PROBLEM TO WORK ON: Go through the data and copy each line where the string "below" appears.

DATA EXCERPTS:
----

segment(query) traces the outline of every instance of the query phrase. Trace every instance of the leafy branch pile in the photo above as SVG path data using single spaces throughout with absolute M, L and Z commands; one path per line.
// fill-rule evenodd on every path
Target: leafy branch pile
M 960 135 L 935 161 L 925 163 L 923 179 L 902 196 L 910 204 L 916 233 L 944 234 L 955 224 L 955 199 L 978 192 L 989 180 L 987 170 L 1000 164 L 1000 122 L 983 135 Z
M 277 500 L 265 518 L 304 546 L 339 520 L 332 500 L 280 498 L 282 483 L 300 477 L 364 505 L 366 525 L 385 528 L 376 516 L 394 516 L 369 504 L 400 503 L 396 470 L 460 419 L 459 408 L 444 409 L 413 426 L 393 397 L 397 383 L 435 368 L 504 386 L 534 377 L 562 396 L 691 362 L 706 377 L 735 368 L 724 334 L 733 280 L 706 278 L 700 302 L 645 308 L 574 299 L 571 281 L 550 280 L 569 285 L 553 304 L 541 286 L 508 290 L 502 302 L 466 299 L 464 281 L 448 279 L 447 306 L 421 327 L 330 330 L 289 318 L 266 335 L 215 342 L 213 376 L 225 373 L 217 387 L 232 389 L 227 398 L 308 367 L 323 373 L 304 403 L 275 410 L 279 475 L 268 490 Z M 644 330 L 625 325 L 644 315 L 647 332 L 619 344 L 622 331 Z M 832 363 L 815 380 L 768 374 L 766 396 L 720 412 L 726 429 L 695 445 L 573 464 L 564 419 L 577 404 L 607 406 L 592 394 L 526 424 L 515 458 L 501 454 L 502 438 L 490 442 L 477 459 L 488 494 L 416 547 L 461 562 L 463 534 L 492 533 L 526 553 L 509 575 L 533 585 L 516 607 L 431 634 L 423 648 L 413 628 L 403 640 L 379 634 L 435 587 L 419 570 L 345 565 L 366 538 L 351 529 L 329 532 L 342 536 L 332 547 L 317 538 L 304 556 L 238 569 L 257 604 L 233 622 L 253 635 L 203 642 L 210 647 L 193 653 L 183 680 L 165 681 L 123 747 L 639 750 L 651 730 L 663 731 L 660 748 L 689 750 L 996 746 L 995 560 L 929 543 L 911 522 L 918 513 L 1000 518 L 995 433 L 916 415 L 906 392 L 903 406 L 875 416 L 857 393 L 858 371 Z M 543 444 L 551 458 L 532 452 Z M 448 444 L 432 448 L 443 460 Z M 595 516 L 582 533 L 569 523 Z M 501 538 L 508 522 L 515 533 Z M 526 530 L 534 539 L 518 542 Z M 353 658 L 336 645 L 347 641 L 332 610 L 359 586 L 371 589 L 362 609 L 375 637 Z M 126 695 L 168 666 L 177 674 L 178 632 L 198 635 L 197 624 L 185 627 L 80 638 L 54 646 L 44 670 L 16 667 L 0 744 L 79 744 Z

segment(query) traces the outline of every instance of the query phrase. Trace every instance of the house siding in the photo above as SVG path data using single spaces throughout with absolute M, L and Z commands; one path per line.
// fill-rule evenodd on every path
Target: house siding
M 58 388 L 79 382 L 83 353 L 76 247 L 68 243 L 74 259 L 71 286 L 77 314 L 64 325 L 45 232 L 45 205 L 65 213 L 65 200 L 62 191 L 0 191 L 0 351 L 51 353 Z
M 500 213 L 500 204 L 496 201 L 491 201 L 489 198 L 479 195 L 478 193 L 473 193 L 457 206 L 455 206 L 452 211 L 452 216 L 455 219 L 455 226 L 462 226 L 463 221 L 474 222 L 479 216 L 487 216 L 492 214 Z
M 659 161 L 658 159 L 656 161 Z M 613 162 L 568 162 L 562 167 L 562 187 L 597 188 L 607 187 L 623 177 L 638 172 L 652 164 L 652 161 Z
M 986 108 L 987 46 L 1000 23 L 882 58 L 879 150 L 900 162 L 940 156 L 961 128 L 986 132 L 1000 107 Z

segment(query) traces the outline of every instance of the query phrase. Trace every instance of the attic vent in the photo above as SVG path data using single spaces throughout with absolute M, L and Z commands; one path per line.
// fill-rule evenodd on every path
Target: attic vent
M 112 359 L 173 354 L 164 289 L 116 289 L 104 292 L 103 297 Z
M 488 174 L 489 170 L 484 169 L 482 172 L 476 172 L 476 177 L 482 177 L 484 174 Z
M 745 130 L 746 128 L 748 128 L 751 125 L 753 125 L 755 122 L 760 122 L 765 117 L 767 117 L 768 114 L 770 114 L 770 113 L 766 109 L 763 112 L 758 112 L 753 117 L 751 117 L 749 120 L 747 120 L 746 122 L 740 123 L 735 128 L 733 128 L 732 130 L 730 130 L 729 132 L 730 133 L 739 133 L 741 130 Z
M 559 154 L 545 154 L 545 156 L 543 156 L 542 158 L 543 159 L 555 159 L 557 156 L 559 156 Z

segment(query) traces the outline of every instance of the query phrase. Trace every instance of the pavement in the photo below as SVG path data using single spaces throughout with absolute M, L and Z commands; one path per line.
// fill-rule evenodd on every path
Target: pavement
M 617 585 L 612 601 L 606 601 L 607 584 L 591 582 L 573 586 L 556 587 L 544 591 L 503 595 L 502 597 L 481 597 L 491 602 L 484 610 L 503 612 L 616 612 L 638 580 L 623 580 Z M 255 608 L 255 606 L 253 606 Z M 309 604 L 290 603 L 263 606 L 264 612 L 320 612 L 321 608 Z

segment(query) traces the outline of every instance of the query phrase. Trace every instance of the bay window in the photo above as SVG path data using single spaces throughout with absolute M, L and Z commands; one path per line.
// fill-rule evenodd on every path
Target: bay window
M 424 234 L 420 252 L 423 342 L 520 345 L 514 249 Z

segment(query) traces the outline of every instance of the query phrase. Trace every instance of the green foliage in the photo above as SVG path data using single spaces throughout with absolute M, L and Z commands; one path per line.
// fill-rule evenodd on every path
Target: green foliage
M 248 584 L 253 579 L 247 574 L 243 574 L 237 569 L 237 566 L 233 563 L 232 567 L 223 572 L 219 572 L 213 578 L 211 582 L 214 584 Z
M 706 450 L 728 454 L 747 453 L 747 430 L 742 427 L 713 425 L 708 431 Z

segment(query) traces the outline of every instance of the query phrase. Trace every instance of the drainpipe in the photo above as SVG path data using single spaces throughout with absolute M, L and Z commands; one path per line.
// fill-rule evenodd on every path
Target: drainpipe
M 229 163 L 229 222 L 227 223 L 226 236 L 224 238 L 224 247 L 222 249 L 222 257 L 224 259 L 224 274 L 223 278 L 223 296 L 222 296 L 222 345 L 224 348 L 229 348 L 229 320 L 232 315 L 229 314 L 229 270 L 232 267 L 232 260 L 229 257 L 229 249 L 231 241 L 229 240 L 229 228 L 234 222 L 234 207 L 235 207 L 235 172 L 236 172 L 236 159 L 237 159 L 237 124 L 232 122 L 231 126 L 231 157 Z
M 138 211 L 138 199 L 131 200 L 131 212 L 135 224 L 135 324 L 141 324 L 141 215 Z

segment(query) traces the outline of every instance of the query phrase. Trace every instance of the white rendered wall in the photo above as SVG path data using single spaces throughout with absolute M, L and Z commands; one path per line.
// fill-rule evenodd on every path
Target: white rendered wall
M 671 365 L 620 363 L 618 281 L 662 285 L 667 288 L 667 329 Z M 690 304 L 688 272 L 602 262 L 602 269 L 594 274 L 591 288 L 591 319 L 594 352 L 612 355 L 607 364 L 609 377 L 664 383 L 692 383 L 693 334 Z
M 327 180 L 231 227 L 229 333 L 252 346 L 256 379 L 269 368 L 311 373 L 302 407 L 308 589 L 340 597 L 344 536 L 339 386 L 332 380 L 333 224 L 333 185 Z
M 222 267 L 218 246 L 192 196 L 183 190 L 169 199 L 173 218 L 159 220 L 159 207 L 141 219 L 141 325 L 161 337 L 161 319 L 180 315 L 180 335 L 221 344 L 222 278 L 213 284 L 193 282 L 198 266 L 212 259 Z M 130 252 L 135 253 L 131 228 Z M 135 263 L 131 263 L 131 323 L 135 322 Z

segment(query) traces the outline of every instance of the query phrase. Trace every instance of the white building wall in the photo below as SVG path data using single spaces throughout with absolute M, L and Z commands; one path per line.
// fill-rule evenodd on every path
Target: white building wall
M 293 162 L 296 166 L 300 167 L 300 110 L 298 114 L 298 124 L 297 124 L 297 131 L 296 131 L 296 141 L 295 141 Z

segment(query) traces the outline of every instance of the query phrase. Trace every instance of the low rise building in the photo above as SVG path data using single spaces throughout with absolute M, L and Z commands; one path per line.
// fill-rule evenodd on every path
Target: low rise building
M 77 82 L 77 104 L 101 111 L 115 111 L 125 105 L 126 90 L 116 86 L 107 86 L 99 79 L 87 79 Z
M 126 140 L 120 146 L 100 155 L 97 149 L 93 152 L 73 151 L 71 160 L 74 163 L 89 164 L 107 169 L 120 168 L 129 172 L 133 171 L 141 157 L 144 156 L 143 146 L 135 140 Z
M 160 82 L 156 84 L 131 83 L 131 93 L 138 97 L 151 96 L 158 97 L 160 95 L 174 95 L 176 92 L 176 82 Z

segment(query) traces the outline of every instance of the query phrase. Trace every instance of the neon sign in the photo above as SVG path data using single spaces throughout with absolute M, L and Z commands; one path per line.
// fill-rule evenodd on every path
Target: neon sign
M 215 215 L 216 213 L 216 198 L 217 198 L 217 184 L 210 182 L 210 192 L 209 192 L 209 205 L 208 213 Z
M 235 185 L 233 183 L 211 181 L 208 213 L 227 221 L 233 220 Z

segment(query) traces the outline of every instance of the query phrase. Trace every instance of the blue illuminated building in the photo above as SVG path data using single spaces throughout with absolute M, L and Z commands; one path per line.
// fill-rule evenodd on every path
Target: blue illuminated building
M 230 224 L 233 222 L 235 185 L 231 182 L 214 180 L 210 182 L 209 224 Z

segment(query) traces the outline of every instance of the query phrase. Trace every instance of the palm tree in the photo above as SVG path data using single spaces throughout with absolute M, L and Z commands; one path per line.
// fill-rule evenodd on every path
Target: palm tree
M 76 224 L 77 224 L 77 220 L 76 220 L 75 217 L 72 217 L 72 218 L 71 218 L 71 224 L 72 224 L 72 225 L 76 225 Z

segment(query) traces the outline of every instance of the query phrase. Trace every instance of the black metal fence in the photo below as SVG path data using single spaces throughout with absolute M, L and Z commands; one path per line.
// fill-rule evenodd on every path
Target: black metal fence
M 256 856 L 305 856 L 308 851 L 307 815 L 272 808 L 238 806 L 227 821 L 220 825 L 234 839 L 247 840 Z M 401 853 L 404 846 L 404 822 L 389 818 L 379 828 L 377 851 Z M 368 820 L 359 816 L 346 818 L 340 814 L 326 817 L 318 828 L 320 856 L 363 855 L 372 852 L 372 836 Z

----

OUTPUT FOR THIS EXERCISE:
segment(query) traces the outline of every instance of the query phrase. Trace every instance of the pavement in the photo below as SVG path data using single spaces throughout with absolute M, L and Z commands; one path per line.
segment(query) traces the outline of every instance of the query phrase. Trace every instance of the white building wall in the photo below as SVG path data using single spaces throughout with absolute M, L and Z commands; one path per line.
segment(query) traces the outline of every instance of the query phrase. Trace every instance of the black metal fence in the photo below as SVG path data using single spaces throughout with absolute M, L and Z commands; one path per line.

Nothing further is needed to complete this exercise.